[start of EXERCISE MATERIALS]

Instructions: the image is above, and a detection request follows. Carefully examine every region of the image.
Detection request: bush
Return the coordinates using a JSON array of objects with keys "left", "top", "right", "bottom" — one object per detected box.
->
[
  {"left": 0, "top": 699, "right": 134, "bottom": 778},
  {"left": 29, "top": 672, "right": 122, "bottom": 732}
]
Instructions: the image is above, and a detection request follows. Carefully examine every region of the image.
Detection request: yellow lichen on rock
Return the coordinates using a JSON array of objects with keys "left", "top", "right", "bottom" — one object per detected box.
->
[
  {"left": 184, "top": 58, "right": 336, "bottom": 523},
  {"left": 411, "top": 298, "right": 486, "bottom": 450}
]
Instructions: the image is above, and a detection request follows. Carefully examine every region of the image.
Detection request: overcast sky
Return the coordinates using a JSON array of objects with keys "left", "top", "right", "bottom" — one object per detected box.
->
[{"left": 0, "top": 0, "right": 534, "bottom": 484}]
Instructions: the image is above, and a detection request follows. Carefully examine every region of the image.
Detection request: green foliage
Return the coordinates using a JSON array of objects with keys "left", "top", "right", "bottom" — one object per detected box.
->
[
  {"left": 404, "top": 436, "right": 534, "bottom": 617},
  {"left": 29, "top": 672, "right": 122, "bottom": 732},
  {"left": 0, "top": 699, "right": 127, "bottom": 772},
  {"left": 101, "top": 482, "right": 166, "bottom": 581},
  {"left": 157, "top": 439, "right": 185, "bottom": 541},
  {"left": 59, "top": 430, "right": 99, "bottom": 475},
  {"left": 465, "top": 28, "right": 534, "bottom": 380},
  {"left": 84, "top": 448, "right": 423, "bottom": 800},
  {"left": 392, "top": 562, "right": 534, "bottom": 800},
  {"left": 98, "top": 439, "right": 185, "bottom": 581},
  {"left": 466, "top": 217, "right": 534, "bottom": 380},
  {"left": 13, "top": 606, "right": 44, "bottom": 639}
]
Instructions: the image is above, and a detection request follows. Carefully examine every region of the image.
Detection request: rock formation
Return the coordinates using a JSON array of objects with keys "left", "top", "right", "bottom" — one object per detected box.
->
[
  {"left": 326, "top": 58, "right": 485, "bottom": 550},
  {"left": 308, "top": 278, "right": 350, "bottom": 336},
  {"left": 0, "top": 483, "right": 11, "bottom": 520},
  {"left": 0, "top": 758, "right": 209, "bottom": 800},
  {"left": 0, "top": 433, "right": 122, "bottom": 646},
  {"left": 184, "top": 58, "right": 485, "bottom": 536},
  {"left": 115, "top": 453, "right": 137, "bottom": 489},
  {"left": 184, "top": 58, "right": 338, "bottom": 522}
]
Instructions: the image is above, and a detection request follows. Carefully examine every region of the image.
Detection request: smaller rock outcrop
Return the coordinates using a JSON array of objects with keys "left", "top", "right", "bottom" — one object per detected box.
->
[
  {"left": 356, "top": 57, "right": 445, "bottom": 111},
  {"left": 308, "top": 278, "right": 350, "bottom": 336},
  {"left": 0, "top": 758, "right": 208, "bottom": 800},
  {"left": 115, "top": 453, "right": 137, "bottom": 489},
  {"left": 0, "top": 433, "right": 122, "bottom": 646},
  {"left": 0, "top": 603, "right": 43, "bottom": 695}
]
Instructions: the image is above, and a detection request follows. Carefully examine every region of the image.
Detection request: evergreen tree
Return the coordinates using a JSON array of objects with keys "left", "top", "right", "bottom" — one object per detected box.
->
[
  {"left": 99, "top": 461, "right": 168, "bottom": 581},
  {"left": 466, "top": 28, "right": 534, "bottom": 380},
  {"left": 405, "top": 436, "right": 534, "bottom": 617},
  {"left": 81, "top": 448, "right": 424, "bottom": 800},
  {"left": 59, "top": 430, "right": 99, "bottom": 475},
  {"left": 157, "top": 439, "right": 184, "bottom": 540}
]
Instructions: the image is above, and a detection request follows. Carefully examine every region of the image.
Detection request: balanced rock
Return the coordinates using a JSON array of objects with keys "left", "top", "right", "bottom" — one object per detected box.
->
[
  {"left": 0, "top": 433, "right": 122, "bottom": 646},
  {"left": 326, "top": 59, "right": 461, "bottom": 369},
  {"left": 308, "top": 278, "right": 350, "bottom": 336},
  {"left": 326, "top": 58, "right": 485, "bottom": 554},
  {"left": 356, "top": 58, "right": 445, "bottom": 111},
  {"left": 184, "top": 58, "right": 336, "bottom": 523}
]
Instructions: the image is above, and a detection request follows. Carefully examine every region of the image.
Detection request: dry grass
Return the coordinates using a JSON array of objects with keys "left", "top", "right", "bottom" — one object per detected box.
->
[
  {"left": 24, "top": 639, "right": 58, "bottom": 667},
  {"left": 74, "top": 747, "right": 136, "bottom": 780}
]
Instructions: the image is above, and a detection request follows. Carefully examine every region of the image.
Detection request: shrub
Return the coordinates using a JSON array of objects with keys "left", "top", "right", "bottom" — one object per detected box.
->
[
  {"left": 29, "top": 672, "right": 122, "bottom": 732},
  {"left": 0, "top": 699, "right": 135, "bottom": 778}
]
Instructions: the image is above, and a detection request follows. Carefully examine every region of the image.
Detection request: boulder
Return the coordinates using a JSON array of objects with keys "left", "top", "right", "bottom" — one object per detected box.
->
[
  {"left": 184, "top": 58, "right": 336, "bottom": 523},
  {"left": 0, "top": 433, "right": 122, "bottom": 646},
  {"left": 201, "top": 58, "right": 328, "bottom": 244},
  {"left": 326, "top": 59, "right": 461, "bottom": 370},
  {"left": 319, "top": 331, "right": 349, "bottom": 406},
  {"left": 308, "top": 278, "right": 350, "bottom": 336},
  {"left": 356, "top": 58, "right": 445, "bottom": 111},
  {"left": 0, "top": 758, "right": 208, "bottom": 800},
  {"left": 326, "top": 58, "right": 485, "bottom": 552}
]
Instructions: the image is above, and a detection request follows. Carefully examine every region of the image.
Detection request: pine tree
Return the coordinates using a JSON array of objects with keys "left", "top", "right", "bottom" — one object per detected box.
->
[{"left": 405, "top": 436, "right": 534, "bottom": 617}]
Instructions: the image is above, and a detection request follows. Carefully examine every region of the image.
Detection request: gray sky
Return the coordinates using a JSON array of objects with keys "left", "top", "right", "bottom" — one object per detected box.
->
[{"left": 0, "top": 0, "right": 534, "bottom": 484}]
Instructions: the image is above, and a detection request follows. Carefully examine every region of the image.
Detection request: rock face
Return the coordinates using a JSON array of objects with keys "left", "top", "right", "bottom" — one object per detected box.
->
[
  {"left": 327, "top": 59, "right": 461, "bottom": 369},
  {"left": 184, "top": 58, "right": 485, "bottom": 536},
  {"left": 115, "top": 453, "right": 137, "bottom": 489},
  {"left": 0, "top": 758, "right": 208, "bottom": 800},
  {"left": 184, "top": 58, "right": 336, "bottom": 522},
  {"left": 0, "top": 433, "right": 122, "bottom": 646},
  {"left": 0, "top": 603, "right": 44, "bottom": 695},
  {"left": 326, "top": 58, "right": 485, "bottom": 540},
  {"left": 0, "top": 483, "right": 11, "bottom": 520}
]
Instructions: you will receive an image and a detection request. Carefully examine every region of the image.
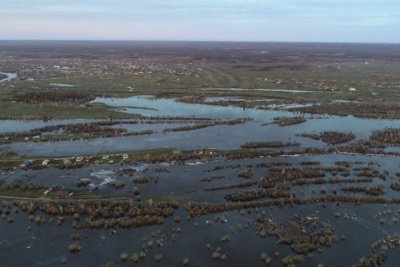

[end of EXERCISE MATERIALS]

YOUR GOAL —
Count the lines in the listing above that contain the string "tree". Give only the number.

WRITTEN REPLY —
2